Work order:
Your answer consists of the lines in the data that contain "glass". Copy each of them.

Entries supplied:
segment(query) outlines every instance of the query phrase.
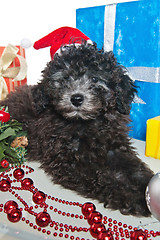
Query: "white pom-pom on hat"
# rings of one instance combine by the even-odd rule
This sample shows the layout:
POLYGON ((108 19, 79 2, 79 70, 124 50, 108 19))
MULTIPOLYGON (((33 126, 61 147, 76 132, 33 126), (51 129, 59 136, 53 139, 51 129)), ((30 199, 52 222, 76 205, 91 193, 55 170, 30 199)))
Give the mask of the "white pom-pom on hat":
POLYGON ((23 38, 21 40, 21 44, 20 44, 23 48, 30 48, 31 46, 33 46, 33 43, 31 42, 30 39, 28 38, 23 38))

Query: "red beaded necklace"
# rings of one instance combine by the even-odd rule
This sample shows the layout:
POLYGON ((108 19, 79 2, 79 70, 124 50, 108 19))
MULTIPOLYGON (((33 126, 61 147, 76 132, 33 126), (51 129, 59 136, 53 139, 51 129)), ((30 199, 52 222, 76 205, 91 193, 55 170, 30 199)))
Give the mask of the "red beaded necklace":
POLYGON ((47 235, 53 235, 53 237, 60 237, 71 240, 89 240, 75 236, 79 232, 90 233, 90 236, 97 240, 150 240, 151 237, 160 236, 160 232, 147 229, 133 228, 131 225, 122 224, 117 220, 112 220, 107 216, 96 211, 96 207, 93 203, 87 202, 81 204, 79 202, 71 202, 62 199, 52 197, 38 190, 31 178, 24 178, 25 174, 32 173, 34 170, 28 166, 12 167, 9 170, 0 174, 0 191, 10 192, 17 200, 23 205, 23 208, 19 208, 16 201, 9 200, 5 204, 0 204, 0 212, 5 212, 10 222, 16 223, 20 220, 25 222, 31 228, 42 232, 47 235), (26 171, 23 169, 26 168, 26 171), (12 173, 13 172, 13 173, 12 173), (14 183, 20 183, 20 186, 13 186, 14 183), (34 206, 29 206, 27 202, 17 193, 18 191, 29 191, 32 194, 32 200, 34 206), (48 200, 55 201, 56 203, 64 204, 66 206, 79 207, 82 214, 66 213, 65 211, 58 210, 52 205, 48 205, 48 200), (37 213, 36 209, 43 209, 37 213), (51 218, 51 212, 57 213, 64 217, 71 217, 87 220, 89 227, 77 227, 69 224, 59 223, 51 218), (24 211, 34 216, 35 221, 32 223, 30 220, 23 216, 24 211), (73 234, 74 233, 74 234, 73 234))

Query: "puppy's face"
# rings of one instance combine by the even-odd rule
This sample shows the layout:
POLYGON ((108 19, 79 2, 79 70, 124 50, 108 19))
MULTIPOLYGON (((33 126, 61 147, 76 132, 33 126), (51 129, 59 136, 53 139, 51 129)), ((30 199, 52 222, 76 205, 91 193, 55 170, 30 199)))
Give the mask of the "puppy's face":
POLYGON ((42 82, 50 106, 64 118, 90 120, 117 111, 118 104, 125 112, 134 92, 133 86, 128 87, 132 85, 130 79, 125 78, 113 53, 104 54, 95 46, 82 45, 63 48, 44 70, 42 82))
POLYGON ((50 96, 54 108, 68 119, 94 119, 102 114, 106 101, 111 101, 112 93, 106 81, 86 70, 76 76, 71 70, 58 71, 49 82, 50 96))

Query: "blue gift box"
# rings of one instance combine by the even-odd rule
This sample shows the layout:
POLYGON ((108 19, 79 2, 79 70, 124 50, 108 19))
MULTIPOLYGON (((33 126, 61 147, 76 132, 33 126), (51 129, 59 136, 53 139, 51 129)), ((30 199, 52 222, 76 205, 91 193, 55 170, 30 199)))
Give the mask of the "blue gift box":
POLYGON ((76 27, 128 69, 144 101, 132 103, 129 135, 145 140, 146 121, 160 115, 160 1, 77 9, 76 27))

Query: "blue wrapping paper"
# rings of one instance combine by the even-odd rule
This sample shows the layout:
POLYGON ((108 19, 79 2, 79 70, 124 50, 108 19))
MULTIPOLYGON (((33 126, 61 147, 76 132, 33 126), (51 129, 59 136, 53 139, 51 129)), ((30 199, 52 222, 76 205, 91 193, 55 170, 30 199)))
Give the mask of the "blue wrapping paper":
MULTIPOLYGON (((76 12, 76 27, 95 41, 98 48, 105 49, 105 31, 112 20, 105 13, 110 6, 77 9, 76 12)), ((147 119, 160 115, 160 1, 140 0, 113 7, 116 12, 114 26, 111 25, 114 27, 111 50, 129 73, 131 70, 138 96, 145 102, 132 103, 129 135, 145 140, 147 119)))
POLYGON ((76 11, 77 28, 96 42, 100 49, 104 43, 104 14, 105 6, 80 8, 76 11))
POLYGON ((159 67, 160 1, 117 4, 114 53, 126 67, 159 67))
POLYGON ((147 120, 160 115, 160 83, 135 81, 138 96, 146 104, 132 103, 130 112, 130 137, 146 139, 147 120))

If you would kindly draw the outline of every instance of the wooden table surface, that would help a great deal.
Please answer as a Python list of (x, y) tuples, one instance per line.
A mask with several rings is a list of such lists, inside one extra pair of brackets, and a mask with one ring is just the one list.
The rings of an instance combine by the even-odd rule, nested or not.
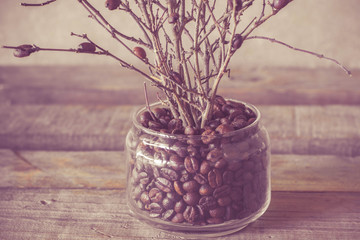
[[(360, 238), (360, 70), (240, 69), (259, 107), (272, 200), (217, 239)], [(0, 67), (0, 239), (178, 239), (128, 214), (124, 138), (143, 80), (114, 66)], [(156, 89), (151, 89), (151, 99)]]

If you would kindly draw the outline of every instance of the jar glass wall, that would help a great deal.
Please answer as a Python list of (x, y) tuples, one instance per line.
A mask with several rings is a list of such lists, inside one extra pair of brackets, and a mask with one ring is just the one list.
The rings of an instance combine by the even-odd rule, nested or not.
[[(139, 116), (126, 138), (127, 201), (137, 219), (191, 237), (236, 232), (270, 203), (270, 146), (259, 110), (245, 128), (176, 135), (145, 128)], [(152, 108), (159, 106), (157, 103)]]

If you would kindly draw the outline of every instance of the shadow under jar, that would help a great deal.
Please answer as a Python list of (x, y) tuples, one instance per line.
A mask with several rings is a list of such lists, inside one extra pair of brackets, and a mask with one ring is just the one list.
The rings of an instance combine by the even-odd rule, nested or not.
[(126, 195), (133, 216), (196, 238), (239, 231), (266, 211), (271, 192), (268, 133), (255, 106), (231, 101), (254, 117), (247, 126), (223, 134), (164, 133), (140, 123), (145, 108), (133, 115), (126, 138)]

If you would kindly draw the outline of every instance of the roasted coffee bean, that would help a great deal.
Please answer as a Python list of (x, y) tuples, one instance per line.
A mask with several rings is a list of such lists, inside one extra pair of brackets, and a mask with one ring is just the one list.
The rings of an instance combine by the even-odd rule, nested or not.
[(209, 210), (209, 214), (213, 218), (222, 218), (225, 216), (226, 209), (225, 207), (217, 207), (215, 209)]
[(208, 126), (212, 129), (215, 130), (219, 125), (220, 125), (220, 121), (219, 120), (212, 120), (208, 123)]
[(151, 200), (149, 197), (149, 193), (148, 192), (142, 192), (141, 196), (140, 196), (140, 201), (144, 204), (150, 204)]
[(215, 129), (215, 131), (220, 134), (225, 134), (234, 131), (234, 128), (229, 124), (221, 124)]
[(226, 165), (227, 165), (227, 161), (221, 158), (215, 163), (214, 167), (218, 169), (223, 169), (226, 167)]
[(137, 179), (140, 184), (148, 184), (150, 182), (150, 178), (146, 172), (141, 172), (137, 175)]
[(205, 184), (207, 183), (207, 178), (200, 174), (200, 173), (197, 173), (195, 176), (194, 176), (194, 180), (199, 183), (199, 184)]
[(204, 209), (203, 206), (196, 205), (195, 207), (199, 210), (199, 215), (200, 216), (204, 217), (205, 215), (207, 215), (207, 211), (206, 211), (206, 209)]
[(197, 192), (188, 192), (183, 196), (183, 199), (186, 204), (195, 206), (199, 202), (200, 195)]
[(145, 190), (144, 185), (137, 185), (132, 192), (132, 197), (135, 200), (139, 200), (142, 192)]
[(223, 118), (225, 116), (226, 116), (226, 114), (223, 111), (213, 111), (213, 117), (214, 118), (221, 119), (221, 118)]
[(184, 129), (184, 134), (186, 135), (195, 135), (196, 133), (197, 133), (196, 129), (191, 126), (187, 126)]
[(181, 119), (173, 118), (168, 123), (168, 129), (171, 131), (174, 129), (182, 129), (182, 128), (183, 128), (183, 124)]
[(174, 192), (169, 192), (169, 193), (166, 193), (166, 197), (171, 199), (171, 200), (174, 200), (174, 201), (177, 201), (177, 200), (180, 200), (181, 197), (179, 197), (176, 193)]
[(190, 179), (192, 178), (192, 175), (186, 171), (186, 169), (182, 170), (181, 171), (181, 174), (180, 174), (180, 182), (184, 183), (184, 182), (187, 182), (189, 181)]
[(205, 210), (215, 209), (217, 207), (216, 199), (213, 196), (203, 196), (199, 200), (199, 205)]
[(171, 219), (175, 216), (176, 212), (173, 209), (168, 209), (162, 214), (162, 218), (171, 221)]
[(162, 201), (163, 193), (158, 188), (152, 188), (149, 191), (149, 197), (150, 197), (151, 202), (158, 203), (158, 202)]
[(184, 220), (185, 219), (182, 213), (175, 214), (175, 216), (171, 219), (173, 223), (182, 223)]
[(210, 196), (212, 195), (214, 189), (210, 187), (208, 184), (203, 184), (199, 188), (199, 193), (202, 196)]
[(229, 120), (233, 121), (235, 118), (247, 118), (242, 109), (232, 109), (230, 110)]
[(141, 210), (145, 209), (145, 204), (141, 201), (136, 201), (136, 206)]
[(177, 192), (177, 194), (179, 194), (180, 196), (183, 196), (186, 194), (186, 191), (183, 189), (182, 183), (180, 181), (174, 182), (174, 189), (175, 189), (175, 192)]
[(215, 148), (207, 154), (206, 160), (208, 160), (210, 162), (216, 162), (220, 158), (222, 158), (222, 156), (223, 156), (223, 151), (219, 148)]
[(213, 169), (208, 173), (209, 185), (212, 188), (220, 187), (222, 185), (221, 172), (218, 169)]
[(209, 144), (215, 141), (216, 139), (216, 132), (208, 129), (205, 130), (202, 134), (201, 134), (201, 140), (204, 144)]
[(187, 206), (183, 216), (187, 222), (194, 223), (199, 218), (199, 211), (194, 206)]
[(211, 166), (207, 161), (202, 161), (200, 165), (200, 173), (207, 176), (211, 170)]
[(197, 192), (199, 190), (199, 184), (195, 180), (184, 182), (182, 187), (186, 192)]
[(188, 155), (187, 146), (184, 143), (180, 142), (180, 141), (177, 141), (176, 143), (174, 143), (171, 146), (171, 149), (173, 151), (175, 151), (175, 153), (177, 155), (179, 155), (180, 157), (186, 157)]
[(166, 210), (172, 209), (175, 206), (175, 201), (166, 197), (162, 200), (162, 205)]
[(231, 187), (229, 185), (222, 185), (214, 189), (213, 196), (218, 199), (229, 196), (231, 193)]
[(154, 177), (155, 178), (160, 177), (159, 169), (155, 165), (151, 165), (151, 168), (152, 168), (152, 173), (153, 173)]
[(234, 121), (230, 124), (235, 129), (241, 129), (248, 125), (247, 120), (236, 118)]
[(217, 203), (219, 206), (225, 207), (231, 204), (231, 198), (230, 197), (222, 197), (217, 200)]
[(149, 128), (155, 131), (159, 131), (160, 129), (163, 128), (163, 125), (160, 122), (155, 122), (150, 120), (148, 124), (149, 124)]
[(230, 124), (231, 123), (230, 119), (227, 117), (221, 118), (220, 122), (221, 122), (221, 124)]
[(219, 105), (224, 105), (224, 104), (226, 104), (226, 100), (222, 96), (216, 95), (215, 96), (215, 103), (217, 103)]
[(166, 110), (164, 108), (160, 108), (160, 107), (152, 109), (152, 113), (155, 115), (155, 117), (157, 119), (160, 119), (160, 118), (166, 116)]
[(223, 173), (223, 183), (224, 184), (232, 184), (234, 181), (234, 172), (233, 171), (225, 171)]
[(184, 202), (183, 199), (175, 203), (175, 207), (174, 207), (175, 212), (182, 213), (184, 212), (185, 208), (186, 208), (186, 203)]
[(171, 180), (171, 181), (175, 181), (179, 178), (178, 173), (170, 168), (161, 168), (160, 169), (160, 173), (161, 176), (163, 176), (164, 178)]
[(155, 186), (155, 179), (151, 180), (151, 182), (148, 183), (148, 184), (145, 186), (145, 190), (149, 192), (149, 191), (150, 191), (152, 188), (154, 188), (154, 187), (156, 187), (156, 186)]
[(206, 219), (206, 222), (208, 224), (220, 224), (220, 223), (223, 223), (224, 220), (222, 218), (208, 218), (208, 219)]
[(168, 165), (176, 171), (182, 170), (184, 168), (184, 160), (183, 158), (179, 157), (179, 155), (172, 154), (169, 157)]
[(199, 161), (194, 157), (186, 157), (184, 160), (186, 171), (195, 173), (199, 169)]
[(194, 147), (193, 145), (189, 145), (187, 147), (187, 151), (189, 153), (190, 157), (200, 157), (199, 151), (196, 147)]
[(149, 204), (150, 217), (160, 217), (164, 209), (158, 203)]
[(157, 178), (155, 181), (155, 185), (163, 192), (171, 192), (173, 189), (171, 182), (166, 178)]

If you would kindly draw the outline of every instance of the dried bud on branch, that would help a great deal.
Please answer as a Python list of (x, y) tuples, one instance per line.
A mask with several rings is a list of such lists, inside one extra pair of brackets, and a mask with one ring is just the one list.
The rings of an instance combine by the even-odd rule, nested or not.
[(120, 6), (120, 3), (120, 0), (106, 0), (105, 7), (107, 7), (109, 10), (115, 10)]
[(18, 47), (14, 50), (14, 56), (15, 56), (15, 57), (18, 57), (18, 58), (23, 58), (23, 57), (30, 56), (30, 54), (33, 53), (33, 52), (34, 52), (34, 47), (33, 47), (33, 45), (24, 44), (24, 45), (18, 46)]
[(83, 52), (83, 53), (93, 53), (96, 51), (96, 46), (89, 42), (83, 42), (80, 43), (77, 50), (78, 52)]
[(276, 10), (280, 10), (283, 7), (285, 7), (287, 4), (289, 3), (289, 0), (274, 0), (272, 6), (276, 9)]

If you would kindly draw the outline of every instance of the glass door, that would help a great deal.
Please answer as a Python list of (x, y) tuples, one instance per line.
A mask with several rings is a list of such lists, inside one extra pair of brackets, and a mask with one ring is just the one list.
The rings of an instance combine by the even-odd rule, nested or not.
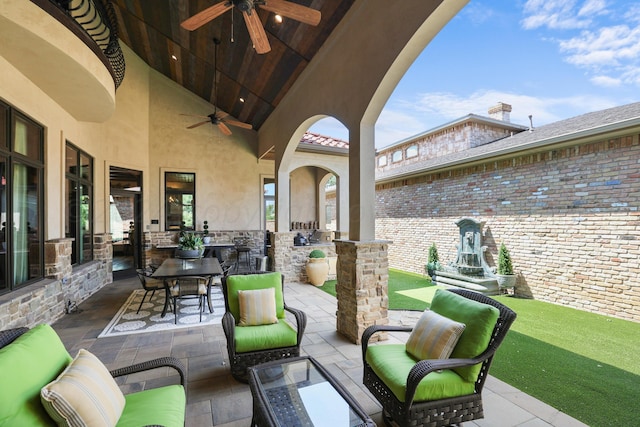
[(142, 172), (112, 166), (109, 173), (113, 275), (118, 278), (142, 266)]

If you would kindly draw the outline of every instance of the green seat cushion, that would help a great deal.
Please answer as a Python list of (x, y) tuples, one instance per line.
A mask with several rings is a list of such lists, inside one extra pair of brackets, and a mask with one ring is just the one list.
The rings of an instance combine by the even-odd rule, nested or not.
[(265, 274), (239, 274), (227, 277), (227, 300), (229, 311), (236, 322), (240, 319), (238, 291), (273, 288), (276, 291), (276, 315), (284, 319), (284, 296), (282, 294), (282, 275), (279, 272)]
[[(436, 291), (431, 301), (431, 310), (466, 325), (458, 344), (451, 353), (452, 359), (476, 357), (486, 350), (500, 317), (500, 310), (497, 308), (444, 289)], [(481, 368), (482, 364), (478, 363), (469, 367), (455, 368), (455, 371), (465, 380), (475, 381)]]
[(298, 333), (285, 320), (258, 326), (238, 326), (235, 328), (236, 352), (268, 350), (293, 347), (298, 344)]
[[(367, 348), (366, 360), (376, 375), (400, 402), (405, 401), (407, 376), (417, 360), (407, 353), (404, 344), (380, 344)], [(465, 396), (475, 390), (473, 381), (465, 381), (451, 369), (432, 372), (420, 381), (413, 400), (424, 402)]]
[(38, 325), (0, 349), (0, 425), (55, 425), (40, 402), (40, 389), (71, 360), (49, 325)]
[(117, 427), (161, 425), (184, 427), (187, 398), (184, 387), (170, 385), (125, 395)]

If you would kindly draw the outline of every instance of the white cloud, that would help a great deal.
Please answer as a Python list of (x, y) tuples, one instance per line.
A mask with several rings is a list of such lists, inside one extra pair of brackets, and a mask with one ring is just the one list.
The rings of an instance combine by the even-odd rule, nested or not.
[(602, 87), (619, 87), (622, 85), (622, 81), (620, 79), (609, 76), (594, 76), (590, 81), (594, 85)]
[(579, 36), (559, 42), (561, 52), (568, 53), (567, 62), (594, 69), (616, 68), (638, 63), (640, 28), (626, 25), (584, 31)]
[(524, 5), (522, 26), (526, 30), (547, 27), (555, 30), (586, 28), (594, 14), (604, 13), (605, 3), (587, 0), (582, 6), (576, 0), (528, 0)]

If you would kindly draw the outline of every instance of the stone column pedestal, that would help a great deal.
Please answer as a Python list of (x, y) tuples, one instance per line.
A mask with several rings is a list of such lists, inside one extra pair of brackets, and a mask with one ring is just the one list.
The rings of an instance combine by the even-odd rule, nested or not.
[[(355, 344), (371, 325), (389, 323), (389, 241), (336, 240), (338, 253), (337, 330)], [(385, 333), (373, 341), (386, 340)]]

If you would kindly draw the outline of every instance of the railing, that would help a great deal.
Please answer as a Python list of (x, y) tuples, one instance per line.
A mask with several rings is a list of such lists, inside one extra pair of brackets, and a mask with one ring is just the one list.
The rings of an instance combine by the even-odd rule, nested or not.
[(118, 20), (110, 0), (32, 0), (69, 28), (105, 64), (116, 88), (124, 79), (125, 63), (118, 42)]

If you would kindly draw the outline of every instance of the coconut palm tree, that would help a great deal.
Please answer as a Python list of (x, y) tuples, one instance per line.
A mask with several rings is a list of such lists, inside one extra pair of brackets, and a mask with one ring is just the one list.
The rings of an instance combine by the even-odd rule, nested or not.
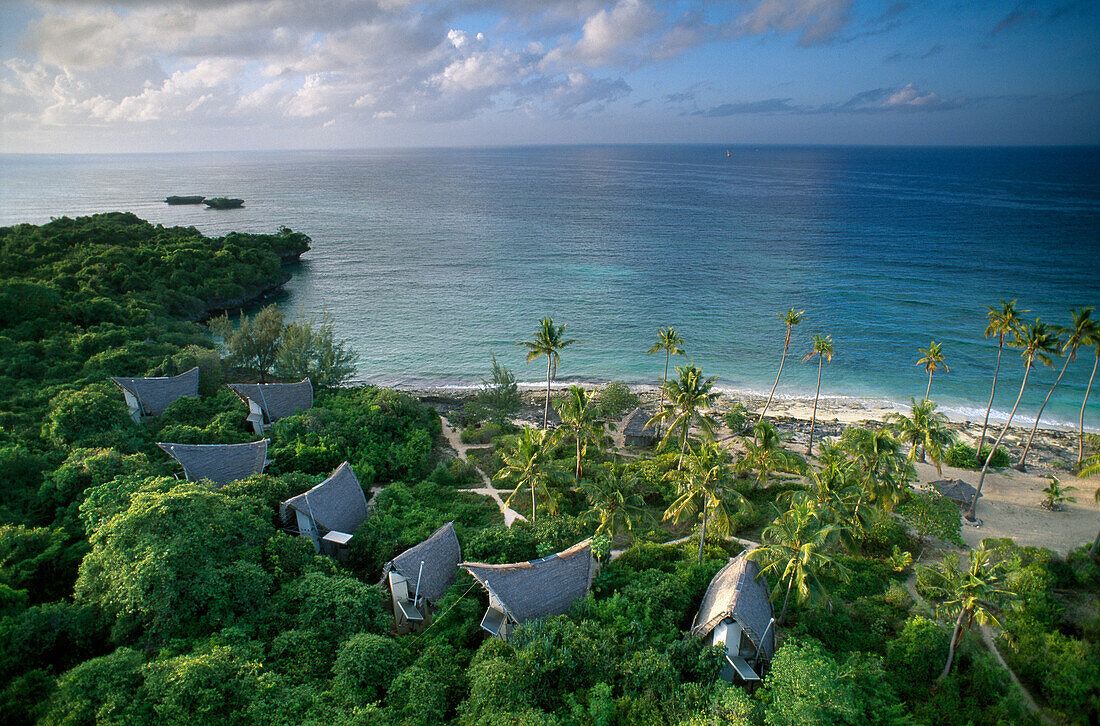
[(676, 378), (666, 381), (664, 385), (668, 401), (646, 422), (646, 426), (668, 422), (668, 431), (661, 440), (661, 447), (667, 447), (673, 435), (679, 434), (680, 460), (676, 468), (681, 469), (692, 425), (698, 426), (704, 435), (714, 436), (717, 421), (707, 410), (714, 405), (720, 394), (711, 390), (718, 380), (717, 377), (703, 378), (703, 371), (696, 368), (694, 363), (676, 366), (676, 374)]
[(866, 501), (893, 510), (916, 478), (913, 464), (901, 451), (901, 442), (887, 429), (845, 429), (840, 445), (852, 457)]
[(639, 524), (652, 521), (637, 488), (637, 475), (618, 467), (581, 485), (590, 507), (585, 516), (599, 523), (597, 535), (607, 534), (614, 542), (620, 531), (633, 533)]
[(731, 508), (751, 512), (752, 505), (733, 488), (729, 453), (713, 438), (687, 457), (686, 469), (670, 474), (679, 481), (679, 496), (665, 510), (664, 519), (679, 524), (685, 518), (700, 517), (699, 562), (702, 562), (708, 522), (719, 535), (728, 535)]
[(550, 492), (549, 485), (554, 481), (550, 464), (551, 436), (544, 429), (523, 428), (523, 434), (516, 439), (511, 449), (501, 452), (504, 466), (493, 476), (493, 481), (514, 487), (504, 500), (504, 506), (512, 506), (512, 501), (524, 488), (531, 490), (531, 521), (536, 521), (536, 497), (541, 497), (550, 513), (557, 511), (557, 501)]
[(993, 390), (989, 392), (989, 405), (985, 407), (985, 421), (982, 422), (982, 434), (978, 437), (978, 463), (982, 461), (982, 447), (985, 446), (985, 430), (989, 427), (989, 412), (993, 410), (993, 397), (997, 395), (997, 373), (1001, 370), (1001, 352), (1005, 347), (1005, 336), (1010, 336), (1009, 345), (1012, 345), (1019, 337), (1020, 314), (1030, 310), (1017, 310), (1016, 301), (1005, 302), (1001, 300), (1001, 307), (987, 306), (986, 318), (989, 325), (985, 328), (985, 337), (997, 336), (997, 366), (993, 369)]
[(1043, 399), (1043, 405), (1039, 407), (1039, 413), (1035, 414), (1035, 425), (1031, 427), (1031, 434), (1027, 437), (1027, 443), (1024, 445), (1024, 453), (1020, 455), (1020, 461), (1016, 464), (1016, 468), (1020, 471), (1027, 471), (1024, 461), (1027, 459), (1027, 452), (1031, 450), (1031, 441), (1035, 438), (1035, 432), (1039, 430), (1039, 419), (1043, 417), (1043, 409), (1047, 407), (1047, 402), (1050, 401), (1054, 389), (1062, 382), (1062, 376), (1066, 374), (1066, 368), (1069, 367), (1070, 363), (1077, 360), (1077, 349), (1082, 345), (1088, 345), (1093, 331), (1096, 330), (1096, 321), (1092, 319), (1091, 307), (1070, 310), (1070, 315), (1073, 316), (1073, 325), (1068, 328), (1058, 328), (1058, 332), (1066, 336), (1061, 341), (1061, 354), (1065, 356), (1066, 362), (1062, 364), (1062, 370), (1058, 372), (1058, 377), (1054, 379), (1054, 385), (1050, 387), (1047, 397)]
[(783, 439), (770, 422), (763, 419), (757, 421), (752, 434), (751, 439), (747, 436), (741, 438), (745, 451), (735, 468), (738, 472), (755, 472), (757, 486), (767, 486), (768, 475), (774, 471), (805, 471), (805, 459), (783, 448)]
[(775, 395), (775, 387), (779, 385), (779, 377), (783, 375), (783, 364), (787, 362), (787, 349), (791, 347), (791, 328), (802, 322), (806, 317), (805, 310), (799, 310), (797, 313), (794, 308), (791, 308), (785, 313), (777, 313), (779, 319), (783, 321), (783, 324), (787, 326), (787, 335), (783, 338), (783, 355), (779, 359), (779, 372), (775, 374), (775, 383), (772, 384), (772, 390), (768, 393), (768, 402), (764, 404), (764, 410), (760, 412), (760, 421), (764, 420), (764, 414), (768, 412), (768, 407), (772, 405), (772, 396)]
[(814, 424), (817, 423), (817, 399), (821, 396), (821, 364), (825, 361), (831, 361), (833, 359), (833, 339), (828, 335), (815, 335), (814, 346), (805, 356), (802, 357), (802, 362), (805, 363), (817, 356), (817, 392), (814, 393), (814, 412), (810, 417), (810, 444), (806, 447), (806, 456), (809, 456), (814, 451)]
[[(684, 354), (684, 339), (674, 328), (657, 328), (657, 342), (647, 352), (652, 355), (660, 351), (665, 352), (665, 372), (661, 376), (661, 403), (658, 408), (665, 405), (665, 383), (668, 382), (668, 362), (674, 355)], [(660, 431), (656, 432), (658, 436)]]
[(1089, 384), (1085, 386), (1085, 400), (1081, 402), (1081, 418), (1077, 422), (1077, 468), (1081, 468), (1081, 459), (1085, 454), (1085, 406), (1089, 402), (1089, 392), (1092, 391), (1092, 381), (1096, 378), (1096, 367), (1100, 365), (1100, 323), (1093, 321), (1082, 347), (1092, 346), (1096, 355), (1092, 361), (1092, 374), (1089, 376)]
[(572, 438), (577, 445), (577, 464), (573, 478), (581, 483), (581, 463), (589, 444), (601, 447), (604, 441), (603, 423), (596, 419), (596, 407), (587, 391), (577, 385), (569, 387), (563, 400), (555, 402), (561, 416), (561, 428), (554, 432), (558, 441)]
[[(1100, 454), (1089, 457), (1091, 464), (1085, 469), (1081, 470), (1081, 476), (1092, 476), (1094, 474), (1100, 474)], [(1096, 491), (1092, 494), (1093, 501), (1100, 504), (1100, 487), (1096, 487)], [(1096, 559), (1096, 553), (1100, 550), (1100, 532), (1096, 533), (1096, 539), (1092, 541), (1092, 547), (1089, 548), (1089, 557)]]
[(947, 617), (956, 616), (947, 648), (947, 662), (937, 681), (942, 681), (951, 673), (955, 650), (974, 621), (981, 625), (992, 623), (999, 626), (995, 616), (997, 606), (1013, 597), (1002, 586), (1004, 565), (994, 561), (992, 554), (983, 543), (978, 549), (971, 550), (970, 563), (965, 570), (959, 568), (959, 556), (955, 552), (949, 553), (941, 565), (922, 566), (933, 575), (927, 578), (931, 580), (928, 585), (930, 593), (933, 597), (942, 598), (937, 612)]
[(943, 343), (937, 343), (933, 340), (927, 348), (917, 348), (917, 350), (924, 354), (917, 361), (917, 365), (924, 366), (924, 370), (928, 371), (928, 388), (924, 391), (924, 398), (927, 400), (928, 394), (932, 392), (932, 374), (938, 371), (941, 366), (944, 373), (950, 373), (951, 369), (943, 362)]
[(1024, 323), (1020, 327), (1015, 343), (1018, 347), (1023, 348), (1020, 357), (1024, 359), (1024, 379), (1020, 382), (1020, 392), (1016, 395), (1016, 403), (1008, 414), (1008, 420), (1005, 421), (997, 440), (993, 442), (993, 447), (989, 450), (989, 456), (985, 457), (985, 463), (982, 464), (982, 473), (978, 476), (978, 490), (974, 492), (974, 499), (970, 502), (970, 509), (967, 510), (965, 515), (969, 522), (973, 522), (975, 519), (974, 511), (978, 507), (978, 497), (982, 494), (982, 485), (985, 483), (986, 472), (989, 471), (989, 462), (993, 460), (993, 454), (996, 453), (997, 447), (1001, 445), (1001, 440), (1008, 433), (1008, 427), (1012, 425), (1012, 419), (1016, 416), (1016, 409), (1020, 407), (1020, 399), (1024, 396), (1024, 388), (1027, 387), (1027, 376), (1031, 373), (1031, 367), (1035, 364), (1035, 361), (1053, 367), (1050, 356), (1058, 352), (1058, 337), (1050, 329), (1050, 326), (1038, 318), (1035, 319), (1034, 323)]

Response area:
If you would kindly draw the outline of every instance of the jar glass wall, that would help a great deal.
If you would kindly draw the outline of every instance of the glass door, that would help a great deal.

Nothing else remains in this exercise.